Yapılacak iş ▸
Aşağıdaki öğeleri süzün ve içinde "blue" kelimesi geçen her satırı olduğu gibi kopyalayın.

Malzeme ▸

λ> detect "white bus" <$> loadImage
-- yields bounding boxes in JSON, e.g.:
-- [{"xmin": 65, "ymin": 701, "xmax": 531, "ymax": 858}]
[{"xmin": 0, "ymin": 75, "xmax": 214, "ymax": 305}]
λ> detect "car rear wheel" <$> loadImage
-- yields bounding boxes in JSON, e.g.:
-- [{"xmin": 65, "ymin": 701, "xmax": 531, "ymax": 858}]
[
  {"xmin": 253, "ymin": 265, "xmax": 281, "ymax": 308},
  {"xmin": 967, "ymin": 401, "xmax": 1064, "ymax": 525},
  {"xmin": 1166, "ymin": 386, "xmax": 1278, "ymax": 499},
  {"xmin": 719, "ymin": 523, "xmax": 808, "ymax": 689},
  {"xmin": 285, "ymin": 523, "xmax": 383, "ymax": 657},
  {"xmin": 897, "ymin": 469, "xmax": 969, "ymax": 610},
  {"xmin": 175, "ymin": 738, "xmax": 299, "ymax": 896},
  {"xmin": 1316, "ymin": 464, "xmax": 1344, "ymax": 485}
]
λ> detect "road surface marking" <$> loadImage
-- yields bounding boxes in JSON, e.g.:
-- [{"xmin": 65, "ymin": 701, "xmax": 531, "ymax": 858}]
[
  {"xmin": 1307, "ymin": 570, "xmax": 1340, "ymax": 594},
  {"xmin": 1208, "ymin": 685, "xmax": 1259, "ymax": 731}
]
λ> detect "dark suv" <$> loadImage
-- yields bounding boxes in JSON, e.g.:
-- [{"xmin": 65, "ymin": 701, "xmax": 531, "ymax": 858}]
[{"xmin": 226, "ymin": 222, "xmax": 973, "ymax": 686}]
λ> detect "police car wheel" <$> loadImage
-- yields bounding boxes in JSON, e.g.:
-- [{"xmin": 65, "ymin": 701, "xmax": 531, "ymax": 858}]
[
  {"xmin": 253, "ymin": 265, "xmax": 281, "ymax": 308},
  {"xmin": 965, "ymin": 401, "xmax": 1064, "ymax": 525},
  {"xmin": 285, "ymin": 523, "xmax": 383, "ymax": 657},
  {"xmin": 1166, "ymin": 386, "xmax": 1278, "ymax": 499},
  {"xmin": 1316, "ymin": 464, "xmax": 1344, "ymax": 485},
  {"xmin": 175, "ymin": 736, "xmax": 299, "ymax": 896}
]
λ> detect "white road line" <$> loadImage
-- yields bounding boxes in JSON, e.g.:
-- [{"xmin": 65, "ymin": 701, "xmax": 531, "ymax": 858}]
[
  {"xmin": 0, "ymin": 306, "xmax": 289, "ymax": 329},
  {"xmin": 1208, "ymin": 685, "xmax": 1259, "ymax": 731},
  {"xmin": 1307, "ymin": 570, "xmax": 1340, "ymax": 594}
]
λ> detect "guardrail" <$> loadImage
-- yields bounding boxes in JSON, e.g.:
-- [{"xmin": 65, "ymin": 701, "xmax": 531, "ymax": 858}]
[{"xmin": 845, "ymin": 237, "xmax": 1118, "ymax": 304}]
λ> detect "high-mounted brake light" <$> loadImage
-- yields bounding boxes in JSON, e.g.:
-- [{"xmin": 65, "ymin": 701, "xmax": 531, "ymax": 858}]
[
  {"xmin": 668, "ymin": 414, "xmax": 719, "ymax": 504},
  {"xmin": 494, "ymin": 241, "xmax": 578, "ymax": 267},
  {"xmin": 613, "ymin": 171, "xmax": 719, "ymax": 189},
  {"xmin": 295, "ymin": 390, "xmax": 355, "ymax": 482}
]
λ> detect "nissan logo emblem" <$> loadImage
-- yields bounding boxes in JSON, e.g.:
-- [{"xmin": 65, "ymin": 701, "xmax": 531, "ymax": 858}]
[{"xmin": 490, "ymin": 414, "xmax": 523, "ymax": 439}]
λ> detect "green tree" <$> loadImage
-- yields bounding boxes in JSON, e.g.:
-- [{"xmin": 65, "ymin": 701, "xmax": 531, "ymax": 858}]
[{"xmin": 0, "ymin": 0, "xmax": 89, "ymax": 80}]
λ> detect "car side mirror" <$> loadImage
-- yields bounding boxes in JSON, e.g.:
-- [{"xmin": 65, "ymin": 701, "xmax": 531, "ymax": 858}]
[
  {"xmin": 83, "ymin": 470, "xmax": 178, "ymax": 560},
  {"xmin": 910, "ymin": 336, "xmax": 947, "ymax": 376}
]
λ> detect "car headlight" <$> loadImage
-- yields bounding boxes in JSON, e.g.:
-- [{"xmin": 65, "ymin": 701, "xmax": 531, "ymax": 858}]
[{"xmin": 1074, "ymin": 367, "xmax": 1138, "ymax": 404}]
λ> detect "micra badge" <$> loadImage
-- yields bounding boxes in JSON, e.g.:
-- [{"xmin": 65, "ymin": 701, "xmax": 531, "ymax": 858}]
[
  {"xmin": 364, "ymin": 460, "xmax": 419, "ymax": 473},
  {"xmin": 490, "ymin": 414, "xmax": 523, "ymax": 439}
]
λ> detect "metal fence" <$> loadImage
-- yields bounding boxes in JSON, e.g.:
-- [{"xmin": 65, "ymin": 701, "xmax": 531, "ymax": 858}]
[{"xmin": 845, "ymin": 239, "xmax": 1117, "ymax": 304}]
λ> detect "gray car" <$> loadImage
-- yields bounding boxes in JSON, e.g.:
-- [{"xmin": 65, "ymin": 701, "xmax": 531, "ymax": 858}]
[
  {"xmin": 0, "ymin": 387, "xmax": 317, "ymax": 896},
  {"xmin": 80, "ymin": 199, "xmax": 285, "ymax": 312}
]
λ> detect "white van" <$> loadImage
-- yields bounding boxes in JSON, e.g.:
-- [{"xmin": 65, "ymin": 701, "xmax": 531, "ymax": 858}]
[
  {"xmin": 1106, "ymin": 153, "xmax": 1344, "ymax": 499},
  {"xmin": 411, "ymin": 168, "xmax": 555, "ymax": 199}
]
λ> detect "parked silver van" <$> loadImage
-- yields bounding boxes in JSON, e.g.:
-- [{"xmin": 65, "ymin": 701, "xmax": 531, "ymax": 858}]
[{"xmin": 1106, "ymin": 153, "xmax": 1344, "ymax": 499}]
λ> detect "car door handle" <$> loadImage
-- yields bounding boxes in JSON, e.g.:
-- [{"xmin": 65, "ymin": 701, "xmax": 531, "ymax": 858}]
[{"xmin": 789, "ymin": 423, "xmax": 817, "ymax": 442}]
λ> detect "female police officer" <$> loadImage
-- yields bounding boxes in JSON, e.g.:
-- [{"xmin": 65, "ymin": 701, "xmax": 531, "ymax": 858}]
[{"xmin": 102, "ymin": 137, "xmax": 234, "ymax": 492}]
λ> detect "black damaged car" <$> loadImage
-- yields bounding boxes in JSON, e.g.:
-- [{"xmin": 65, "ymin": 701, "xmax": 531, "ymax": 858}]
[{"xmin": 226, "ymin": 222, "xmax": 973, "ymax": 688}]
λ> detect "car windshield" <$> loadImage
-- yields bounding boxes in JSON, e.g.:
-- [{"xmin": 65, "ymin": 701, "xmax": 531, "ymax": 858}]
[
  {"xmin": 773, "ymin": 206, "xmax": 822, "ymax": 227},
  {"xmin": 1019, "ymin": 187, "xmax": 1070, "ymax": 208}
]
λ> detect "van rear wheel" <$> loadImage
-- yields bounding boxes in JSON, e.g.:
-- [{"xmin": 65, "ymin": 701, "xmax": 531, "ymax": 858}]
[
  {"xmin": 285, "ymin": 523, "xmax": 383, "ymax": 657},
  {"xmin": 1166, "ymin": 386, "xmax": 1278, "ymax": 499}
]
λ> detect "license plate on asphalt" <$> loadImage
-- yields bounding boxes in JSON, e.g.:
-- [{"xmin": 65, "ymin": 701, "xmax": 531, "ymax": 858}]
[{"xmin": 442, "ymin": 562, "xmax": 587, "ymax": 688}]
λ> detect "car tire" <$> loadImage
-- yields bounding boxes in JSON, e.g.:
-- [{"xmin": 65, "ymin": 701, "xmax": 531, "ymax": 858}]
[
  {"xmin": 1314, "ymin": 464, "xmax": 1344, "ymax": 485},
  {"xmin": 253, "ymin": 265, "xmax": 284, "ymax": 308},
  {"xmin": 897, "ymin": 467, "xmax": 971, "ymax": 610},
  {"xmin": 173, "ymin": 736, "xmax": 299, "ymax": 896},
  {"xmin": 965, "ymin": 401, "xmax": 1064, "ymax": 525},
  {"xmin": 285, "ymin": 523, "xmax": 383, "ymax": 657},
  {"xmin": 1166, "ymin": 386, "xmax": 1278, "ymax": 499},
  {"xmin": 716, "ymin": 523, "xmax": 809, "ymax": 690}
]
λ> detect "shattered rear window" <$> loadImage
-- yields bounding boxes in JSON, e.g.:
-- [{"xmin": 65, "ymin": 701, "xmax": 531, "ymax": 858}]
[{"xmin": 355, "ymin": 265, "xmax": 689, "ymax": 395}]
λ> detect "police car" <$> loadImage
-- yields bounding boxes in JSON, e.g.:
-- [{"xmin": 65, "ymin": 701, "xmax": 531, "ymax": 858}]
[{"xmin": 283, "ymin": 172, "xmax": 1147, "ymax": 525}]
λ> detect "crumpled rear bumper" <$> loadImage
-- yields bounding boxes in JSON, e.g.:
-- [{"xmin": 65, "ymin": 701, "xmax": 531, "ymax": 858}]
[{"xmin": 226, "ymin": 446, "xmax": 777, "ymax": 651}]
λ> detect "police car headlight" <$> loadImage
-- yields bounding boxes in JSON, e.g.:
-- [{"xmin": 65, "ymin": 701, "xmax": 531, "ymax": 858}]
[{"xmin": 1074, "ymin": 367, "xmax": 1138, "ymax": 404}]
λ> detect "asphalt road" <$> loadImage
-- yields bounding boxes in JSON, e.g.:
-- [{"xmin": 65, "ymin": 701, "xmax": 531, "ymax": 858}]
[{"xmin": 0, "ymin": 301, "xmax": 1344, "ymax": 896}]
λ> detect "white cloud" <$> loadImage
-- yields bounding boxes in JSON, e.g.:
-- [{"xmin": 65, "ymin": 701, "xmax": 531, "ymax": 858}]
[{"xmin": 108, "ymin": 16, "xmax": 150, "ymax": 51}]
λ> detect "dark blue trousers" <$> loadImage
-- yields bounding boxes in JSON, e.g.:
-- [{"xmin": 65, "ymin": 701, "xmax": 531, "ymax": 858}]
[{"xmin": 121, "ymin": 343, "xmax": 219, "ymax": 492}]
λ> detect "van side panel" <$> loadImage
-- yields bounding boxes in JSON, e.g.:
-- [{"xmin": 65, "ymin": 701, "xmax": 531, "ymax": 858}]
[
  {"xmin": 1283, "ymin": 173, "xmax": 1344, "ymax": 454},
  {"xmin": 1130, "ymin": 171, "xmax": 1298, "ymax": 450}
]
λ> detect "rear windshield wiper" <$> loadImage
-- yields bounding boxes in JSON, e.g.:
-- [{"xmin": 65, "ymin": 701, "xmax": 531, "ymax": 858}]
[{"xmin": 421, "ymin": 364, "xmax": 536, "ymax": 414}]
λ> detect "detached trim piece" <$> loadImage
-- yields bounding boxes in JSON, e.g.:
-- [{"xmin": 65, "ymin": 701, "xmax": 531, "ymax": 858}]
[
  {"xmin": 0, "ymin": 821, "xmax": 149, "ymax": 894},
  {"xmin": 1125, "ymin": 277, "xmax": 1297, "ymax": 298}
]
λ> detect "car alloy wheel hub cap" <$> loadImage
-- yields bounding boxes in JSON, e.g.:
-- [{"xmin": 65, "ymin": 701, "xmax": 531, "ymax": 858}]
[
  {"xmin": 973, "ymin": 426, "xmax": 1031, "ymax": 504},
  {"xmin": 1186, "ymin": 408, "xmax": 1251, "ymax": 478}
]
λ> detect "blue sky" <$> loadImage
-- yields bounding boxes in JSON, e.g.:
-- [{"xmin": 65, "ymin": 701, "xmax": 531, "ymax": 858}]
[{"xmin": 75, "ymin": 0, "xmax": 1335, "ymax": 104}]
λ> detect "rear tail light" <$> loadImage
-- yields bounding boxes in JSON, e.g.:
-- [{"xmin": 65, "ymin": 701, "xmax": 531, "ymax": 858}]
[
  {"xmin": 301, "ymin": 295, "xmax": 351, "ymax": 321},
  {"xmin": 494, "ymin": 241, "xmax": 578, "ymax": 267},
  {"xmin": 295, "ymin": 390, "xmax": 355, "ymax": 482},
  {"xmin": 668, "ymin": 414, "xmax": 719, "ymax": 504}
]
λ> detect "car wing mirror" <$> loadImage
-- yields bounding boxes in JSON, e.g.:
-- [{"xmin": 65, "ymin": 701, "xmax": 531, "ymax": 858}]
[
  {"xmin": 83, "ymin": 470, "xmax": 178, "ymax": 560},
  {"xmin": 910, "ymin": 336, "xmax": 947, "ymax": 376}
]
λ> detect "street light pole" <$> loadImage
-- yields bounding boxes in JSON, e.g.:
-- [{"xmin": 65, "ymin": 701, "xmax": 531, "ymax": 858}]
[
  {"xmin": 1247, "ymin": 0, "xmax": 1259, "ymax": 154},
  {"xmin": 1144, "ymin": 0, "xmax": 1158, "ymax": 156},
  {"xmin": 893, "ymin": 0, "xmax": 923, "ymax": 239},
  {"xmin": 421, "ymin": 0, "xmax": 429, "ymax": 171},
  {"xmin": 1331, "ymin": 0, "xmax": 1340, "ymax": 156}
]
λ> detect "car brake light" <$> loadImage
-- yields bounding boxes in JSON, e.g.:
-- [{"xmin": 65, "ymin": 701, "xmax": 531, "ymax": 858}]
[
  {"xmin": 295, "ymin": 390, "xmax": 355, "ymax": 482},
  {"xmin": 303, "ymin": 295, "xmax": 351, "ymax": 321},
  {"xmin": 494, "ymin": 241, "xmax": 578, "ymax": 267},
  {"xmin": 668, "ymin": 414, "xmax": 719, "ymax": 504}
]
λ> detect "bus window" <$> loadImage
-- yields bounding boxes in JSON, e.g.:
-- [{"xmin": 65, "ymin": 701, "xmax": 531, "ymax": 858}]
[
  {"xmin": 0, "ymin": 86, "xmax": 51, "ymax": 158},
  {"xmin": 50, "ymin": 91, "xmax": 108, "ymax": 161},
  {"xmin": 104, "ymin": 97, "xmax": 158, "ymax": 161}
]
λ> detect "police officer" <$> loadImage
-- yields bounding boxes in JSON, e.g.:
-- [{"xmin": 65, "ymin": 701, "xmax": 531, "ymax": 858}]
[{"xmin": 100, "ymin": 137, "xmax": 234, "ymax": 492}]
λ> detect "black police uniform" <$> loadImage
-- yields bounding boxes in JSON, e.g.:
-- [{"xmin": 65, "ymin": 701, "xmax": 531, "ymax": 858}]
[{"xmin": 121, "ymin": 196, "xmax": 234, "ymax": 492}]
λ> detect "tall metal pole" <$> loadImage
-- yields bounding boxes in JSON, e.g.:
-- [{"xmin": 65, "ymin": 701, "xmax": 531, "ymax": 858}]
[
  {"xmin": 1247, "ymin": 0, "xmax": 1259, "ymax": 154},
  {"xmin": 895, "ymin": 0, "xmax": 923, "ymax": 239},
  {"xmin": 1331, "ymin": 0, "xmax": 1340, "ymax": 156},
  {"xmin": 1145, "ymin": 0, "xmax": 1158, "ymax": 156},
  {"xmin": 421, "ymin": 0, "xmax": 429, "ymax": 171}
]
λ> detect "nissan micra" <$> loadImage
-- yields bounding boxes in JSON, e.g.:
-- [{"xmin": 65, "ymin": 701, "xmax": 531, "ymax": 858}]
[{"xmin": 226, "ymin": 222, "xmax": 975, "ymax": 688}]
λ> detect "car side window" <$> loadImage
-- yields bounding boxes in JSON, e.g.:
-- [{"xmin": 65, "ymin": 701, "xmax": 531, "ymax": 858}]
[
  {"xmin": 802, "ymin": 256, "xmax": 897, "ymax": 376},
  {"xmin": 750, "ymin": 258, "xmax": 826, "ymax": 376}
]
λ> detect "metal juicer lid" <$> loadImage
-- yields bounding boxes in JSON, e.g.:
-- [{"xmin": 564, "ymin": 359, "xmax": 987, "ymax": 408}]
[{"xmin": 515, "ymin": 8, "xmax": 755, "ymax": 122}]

Sonuç ▸
λ> detect "dark blue trousers" <$> loadImage
λ> detect "blue sky" <$> loadImage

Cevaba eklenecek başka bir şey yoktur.